### QUESTIONS TO ANSWER
(1) Copy word for word the part of the passage on P.W. violence after the panchayat elections that opens with the words containing "A circular that" and closes with "P.W.'s decision-making body.".
(2) In the passage on P.W. violence after the panchayat elections, which party does the TDP accuse of accepting support from the P.W.?
(3) Pick up the passage on P.W. violence after the panchayat elections from its last sentence and keep writing.

### PASSAGE FOR REVIEW
◇ ◇ ◇ ◇
Coming in the wake of the panchayat elections (11 districts went to the polls on July 12 and the rest on July 15), the twin efforts of the P.W. to check infiltrators and also mount attacks on the district- and mandal-level political leaders have led to a sharp rise in violence. Caught in the web of underground politics is the mainline political party, the TDP, which has been accusing its principal rival, the two-month-old Telengana Rashtra Samithi (TRS), of accepting support from the P.W.

A circular that the P.W. leadership issued to the cadres recently gives a rare insight into the redefined strategies and tactics of the P.W. after the Koyyur setback. Most of the field tactics that are evident in the present actions of P.W. cadres can be traced to this circular. The circular, it is believed, was put up for discussion at the special congress of the P.W., conducted during March/April and was approved by the Central Committee, the P.W.'s decision-making body.
◇ ◇ ◇ ◇
### PROVIDED MATERIAL
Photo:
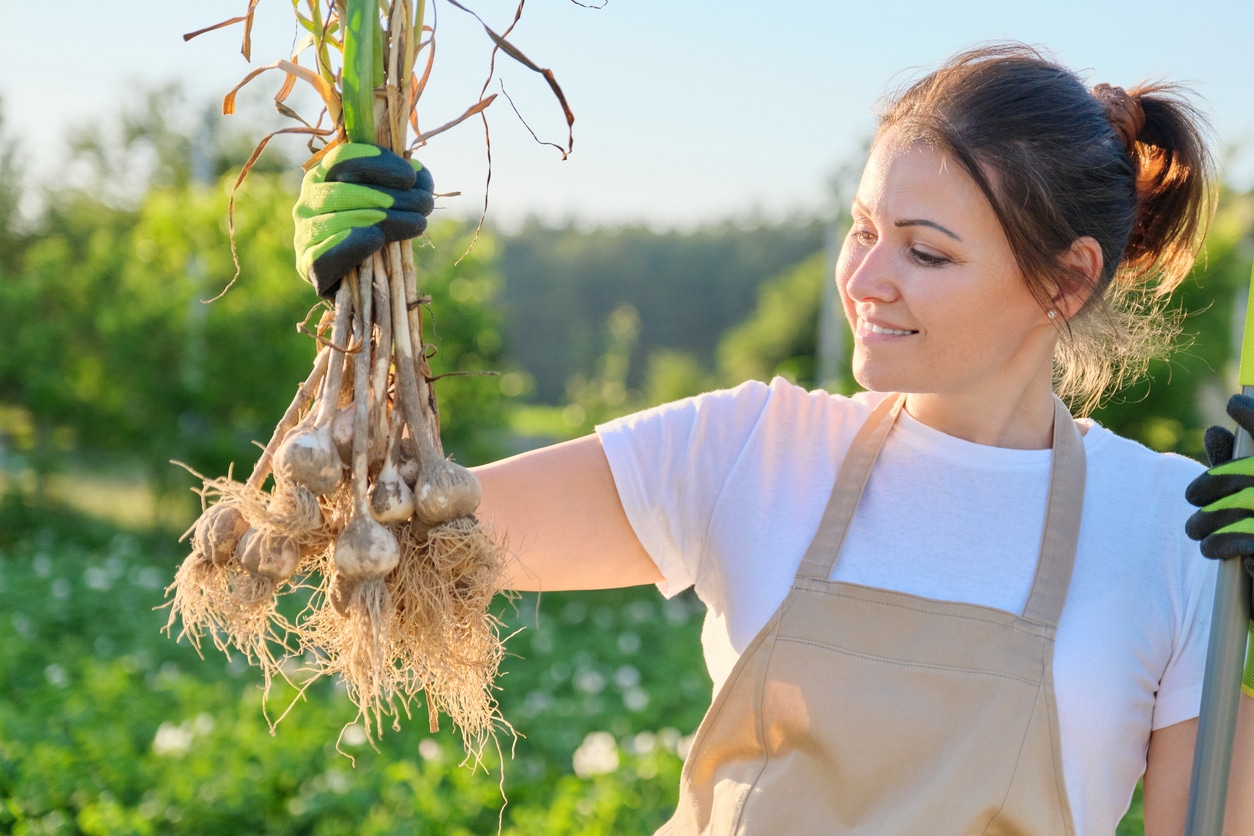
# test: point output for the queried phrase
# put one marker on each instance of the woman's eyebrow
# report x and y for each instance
(921, 222)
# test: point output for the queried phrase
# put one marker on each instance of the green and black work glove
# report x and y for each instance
(1224, 495)
(355, 201)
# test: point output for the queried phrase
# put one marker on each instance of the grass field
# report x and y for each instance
(108, 727)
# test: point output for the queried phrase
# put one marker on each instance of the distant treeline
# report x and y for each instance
(561, 285)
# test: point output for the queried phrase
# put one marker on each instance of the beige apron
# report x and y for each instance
(868, 711)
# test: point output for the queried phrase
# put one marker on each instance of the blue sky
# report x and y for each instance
(686, 110)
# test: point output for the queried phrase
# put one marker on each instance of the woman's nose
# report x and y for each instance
(865, 275)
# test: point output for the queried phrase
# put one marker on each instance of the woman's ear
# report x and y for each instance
(1082, 262)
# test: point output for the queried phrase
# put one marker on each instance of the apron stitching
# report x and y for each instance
(936, 612)
(903, 663)
(760, 684)
(1018, 761)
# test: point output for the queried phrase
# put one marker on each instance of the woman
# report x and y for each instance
(954, 609)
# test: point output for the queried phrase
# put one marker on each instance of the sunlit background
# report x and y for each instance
(686, 110)
(685, 245)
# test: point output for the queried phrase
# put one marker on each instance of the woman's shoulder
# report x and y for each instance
(754, 401)
(1106, 446)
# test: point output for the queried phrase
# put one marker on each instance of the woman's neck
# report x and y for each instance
(1021, 421)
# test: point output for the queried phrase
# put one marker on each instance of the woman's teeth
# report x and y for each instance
(875, 329)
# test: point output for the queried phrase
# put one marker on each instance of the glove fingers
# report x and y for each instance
(341, 199)
(1240, 407)
(1203, 523)
(401, 226)
(1215, 485)
(1224, 545)
(334, 263)
(375, 168)
(1219, 444)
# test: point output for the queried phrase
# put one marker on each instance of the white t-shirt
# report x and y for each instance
(725, 491)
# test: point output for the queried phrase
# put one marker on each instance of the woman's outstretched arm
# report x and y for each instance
(564, 528)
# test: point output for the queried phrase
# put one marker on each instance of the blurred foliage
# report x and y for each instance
(107, 727)
(563, 283)
(124, 345)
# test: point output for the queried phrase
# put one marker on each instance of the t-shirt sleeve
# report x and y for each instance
(670, 465)
(1179, 696)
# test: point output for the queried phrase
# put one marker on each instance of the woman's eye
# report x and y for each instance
(927, 258)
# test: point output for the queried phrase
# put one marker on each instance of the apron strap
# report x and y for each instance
(1064, 509)
(1059, 538)
(847, 493)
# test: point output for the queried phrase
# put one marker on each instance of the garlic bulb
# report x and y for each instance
(218, 532)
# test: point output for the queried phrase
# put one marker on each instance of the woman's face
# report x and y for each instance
(931, 287)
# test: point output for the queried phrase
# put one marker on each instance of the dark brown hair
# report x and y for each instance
(1053, 168)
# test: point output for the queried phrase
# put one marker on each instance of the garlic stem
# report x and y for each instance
(361, 286)
(305, 392)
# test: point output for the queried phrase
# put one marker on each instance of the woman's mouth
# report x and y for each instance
(878, 329)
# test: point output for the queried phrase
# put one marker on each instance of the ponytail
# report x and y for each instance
(1057, 162)
(1174, 173)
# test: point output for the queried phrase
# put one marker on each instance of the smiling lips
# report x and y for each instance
(878, 329)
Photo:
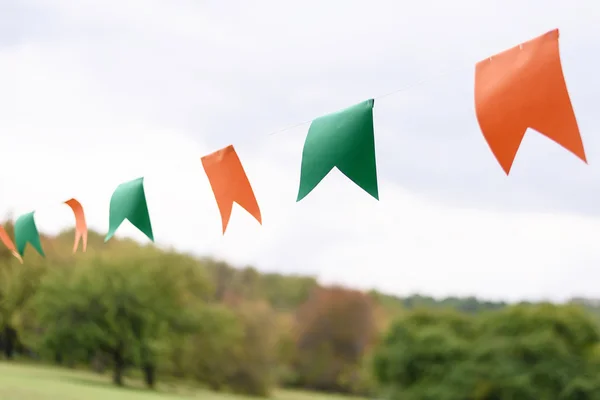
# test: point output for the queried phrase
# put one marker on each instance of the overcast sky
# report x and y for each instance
◇ ◇ ◇ ◇
### RESULTS FOR THE EXERCISE
(1)
A circular that the P.W. leadership issued to the cadres recently gives a rare insight into the redefined strategies and tactics of the P.W. after the Koyyur setback. Most of the field tactics that are evident in the present actions of P.W. cadres can be traced to this circular. The circular, it is believed, was put up for discussion at the special congress of the P.W., conducted during March/April and was approved by the Central Committee, the P.W.'s decision-making body.

(2) The two-month-old Telengana Rashtra Samithi (TRS).

(3)
The most amazing aspect of the circular is that it identifies and analyses the strongpoints of the 'enemy' - that is, the State represented by the police - and suggests counter-strategies and tactics to be followed by the cadres 'to advance the protracted armed struggle' for achieving the new democratic revolution. The analysis of the counter-extremist operations launched by the State police is summed up in 16 points. Amazingly, the circular admits that "the enemy had mounted an all-out offensive during last two years and had succeeded in weakening us through military offensive. The enemy succeeded in making many (underground cadres) surrender." The most important observation was that "the enemy had succeeded in attracting a section of people through reforms (initiated by the government)".

The reforms include the formation of a Joint Coordination Committee (JCC) of the governments of different States facing the extremist problem and of a Joint Operational Command (JOC), the banning of naxalite organisations, effective surrender policies, the formation of special intelligence branches (SIB) to deal exclusively with extremism, increased financial assistance from the Centre to the States, the introduction of 'draconian' laws, the formation of 'civil vigilante' groups to attack naxalite sympathisers, covert operations (infiltration of naxalite groups), the adoption of villages, the formation of grama rakshaka dalams by the police, the sale of lands that had been lying fallow after P.W. cadres hoisted red flags in them, the formation of maitri sanghams in villages, counselling for parents of underground naxalite cadres and a 'retreat' scheme in the Police Department to identify the mistakes made in anti-extremist operations.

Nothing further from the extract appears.